— Text excerpt —
# # # #
Isabella Holpfer (born 6 January 2001) is an amateur golfer from Austria. She won the Junior Vagliano Trophy in 2015 and 2017, and was a finalist in The R&A's Girls Amateur Championship in 2018 and 2019.

Amateur career
Holpfer was born in Vienna in 2001 to an Austrian father and a mother from Minnesota. She began competing in golf at a young age, and in 2009 in participated in the Austrian "Schüler Golf Cup U10" tournaments, eventually winning 21 events in her age group. Between 2010 and 2013 she also participated in the U.S. KidsGolf World Championship in Pinehurst, North Carolina.

Holpfer joined the Austrian National Team and represented her country at the 2014, 2015, 2016 and 2017 European Girls' Team Championships and at the 2019 and 2021 European Ladies' Team Championship. The top performance came in 2015 where she helped Austria earn a bronze medal at Golf Resort Kaskada in Kurin, Czech Republic. She helped Europe capture the Junior Vagliano Trophy in both 2015 and again in 2017, where she posted a perfect 4–0 record to help the Europeans defeat Great Britain and Ireland by 15–3.
# # # #
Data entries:
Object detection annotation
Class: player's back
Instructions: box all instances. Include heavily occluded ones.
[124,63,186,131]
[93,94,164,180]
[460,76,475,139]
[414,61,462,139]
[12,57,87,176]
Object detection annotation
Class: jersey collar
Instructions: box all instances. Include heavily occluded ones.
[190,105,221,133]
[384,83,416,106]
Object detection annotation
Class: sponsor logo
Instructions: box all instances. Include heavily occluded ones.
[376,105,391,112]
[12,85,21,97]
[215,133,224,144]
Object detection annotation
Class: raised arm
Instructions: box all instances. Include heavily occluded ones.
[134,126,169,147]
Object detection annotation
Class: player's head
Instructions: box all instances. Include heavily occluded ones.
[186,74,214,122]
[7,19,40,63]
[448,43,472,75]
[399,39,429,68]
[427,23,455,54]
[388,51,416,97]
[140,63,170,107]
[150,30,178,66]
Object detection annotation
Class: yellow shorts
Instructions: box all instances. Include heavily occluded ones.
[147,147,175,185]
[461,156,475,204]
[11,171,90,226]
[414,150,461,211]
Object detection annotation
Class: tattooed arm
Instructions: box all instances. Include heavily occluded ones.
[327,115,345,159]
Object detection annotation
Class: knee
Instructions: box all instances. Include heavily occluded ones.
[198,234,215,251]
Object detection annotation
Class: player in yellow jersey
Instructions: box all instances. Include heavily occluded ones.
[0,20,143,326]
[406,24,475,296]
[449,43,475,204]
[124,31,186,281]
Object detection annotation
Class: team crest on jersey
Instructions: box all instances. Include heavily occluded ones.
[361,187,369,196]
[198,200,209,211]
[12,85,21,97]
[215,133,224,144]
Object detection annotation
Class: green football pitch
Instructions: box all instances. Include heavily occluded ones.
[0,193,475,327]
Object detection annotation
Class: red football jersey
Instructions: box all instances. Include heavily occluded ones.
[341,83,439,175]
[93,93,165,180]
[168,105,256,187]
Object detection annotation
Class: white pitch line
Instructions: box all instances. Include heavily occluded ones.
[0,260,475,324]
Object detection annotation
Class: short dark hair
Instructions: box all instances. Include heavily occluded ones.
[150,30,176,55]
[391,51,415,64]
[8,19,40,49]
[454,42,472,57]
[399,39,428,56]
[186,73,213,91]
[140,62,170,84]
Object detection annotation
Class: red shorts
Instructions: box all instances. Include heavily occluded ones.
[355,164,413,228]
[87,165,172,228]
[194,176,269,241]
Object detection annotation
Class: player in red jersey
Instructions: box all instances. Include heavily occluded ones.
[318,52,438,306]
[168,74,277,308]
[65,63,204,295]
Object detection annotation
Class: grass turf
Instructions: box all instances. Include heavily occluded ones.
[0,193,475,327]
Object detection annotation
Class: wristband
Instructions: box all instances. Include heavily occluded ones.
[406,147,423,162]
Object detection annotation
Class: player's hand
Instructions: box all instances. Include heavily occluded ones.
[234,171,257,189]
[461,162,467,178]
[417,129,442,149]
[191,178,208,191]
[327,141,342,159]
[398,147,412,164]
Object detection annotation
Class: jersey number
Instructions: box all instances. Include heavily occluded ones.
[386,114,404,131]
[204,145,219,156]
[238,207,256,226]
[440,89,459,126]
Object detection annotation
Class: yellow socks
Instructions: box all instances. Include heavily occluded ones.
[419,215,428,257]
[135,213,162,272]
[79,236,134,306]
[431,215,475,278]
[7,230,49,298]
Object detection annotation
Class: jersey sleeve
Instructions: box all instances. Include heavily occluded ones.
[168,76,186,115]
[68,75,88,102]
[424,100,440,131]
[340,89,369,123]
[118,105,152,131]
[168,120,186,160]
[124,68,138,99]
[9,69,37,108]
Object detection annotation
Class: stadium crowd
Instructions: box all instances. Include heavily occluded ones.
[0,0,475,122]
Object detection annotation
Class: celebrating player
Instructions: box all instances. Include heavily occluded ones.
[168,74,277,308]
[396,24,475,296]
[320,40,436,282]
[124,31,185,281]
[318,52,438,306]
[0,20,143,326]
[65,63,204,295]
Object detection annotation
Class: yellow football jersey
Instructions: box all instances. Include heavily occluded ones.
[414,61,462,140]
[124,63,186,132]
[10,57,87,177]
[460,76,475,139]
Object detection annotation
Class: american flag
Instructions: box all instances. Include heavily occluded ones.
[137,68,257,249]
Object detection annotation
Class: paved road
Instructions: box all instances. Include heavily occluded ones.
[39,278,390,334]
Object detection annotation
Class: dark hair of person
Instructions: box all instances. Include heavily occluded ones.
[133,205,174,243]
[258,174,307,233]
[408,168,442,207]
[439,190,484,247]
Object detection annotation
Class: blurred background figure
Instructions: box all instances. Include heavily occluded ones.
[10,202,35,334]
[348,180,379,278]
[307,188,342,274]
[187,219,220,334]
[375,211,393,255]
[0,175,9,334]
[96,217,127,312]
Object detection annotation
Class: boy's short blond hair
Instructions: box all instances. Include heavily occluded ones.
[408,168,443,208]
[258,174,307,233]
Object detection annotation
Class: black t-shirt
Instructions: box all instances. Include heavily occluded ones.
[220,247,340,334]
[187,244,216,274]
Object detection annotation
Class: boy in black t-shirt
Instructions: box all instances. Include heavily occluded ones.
# # # #
— What to do —
[1] How would you render this sentence from the Holpfer biography in Spanish: "Holpfer was born in Vienna in 2001 to an Austrian father and a mother from Minnesota."?
[2] Could you rewrite the part of the Holpfer biography that opens with the words containing "Isabella Holpfer (born" and closes with "Pinehurst, North Carolina.", putting "the Austrian capital" in place of "Vienna"?
[3] Answer these from the Holpfer biography:
(a) Where was the U.S. Kids Golf World Championship that Holpfer took part in between 2010 and 2013 held?
(b) At which venue did Holpfer help Austria earn a bronze medal in 2015?
(c) What record did Holpfer post in the 2017 Junior Vagliano Trophy?

— Expected responses —
[1] Holpfer nació en Viena en 2001, hija de padre austriaco y de madre originaria de Minnesota.

[2]
Isabella Holpfer (born 6 January 2001) is an amateur golfer from Austria. She won the Junior Vagliano Trophy in 2015 and 2017, and was a finalist in The R&A's Girls Amateur Championship in 2018 and 2019.

Amateur career
Holpfer was born in the Austrian capital in 2001 to an Austrian father and a mother from Minnesota. She began competing in golf at a young age, and in 2009 in participated in the Austrian "Schüler Golf Cup U10" tournaments, eventually winning 21 events in her age group. Between 2010 and 2013 she also participated in the U.S. KidsGolf World Championship in Pinehurst, North Carolina.

[3]
(a) Pinehurst, North Carolina
(b) Golf Resort Kaskada in Kurin, Czech Republic
(c) A perfect 4–0 record